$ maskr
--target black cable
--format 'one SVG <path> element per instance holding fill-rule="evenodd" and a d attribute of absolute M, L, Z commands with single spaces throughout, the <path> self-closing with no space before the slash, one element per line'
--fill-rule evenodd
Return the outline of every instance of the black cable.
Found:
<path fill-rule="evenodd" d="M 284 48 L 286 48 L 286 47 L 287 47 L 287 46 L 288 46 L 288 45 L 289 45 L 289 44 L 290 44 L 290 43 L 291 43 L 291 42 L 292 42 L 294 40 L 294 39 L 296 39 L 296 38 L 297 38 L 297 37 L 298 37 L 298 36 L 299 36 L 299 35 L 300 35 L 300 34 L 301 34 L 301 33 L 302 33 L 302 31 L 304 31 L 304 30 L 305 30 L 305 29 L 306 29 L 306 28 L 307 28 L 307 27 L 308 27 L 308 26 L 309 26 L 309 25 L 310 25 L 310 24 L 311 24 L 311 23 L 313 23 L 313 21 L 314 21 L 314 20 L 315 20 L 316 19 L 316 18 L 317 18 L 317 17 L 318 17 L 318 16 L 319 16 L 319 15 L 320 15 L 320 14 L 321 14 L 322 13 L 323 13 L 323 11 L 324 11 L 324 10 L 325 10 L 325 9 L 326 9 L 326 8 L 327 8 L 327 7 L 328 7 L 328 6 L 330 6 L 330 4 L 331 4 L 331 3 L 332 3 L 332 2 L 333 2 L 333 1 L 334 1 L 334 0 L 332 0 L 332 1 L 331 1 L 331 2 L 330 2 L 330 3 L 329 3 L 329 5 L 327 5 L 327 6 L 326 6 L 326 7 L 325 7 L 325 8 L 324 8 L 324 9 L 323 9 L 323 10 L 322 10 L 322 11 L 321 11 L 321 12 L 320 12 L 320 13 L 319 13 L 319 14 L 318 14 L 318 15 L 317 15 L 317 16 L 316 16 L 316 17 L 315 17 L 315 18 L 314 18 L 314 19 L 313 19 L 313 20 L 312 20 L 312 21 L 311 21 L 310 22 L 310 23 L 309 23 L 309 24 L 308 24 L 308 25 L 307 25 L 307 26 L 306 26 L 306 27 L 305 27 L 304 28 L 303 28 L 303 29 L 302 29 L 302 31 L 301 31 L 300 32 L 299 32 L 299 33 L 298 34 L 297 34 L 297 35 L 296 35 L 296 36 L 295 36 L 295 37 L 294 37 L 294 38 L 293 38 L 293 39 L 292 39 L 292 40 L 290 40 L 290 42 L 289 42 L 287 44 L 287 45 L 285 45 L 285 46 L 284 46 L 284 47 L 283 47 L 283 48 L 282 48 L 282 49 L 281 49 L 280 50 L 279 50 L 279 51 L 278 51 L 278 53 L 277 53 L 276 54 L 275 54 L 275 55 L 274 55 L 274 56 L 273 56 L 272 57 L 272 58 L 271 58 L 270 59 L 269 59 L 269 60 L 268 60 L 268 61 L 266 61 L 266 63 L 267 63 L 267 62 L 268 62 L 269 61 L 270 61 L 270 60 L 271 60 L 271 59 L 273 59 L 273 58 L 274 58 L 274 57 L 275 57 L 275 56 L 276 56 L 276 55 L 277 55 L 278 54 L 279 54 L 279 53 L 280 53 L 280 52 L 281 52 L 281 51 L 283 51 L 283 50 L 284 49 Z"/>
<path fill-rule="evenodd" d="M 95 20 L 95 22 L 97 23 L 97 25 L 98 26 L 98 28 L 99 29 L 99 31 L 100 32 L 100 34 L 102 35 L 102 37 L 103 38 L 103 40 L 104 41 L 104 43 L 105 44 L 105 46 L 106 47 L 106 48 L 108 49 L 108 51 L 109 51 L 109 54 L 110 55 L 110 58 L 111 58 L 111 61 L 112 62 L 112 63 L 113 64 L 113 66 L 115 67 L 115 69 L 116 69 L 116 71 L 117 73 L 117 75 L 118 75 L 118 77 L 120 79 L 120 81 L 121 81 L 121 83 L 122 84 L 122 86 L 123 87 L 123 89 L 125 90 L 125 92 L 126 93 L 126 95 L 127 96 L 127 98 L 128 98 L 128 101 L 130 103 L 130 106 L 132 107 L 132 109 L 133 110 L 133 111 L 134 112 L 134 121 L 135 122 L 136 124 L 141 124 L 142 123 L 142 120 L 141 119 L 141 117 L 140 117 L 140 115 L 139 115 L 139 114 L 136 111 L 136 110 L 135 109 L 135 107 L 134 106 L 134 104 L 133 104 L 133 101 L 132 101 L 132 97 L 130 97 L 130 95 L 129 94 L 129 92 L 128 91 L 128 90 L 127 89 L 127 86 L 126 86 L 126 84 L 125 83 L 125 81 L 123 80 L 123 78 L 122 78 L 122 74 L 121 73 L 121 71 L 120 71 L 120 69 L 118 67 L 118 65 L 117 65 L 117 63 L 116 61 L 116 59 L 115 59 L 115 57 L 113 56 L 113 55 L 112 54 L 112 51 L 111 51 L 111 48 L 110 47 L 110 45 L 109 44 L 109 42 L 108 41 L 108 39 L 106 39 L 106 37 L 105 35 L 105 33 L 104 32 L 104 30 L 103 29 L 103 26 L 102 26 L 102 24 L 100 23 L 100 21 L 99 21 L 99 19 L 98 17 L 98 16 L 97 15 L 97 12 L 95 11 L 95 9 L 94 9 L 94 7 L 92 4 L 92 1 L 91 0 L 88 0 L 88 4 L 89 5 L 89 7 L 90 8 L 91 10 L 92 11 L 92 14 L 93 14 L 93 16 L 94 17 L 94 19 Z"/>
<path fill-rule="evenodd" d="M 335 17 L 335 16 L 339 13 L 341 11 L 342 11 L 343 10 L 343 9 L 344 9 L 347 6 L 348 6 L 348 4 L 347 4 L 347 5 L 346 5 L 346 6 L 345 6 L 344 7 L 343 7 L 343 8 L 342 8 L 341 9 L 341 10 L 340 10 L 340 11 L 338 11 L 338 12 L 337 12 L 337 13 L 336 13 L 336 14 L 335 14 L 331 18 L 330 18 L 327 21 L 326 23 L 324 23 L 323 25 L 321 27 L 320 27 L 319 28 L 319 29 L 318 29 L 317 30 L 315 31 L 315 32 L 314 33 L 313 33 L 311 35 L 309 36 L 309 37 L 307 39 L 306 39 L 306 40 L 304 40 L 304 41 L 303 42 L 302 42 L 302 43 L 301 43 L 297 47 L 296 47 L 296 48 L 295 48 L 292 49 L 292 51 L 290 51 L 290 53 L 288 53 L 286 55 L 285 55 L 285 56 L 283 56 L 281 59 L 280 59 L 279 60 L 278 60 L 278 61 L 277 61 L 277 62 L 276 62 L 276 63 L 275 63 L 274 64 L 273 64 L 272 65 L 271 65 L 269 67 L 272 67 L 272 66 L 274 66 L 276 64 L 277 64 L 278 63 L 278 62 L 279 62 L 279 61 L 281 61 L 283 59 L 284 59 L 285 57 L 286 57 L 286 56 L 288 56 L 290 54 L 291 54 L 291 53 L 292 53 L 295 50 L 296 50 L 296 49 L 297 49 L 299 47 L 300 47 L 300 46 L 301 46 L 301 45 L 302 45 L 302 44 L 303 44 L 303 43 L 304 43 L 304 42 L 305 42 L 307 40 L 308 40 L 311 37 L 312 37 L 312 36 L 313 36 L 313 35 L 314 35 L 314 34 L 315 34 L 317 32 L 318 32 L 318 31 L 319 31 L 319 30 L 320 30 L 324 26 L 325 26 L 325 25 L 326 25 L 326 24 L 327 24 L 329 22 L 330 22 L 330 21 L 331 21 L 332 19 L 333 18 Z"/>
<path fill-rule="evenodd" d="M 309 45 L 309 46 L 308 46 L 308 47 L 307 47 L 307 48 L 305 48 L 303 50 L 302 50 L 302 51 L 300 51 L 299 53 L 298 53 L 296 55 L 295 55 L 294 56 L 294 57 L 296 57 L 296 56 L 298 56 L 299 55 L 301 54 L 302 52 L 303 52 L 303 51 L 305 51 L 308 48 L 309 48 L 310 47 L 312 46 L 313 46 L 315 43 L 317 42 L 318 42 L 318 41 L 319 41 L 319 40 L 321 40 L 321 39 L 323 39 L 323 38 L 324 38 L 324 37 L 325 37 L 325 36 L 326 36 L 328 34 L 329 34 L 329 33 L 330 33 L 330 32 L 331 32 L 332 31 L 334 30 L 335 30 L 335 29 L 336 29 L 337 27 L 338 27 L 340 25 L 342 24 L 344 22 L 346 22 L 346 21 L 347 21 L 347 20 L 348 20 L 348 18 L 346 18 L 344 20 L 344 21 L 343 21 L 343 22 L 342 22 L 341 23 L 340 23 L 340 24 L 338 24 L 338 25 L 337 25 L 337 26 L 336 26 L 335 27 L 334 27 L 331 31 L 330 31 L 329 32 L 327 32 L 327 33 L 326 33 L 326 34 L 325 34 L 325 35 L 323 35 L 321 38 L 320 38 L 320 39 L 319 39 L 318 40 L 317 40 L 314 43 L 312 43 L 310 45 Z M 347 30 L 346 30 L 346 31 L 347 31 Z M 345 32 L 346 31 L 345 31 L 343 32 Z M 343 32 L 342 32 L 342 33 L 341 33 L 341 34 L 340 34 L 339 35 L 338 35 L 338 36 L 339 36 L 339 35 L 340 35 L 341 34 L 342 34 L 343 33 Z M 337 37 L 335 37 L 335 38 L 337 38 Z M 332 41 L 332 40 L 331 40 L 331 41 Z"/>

Exercise prompt: Copy the material word for word, from its first line through the line containing "--format 'one SVG", with both of those lines included.

Worked answer:
$ maskr
--target black cable
--format 'one SVG <path> element per instance holding fill-rule="evenodd" and a d attribute of absolute M, L, Z commands with single spaces throughout, the <path> self-closing with no space before the slash, one element per line'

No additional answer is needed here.